**Task to complete**
Output the stretch of the text on New Zealand's GE-free farming from "Keeping New Zealand’s" through "alternatives to GE.", copied word for word.
───── Text excerpt
Keeping New Zealand’s agriculture GE-free preserves the integrity of organic practices and ensures that organic producers can meet certification standards and consumer demand.

New Zealand’s GE-free status is a major selling point for its agricultural exports, particularly in high-value markets where consumers demand natural, GE-free products.

Organic exports benefit from New Zealand's clean, green image, allowing them to fetch premium prices internationally.

Maintaining a GE-free status helps New Zealand retain its competitive advantage in global markets, especially for organic products that are increasingly sought after for their sustainability and health benefits.

The organic sector advocates for organic regenerative farming practices as preferable alternatives to GE.

These approaches focus on enhancing soil health, promoting biodiversity, and using natural processes to solve agricultural challenges. For example, crop rotation, natural pest management, and building healthy soil can effectively address issues like pest control and soil depletion without the need for GE.

Case studies from around the world show that these methods are considerably more effective than GE in improving yields and reducing environmental harm.
──────────
───── Provided information
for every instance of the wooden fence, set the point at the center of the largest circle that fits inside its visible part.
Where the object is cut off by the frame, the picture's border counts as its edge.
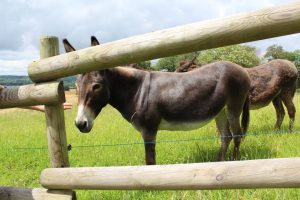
(261, 24)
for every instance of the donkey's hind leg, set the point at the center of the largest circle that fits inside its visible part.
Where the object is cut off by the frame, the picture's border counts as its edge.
(287, 98)
(277, 102)
(149, 142)
(234, 121)
(226, 137)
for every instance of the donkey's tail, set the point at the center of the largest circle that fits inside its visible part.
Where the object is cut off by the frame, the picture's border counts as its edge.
(245, 115)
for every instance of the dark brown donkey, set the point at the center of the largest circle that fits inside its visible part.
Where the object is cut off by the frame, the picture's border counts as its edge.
(274, 81)
(154, 101)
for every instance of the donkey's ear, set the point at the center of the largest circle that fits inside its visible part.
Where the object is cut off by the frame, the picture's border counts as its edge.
(94, 41)
(68, 46)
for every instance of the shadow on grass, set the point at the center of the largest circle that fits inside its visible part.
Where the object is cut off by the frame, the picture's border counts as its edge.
(201, 154)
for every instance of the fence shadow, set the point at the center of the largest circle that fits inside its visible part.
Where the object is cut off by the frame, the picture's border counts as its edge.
(200, 154)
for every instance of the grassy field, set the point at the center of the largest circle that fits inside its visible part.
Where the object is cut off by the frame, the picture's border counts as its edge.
(26, 129)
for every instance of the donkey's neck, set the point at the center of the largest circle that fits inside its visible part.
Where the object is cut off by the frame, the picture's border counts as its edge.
(125, 85)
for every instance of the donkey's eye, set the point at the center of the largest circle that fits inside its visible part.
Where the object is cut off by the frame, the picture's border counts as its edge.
(96, 87)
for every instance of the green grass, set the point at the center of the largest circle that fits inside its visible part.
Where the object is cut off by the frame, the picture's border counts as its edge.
(22, 167)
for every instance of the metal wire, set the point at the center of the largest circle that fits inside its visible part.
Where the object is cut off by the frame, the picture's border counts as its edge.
(156, 142)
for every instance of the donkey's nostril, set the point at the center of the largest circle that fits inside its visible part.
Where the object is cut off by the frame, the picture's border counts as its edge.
(84, 125)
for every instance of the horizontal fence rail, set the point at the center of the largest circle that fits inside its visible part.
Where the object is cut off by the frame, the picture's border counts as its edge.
(33, 94)
(269, 173)
(260, 24)
(12, 193)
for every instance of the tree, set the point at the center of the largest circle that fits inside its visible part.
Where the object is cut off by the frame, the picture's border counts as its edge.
(243, 55)
(168, 63)
(171, 63)
(275, 52)
(145, 64)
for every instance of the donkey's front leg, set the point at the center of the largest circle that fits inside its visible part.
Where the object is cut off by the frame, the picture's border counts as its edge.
(149, 142)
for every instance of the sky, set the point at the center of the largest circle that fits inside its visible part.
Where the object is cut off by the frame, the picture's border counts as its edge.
(25, 21)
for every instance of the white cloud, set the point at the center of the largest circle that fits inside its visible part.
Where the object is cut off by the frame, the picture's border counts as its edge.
(24, 21)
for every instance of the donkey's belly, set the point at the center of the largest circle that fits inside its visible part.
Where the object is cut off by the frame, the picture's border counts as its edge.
(181, 126)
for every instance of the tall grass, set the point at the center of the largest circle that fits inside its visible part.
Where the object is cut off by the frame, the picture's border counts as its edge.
(22, 167)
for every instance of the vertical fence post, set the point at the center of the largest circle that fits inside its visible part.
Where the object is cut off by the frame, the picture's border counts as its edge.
──────────
**Written response**
Keeping New Zealand’s agriculture GE-free preserves the integrity of organic practices and ensures that organic producers can meet certification standards and consumer demand.

New Zealand’s GE-free status is a major selling point for its agricultural exports, particularly in high-value markets where consumers demand natural, GE-free products.

Organic exports benefit from New Zealand's clean, green image, allowing them to fetch premium prices internationally.

Maintaining a GE-free status helps New Zealand retain its competitive advantage in global markets, especially for organic products that are increasingly sought after for their sustainability and health benefits.

The organic sector advocates for organic regenerative farming practices as preferable alternatives to GE.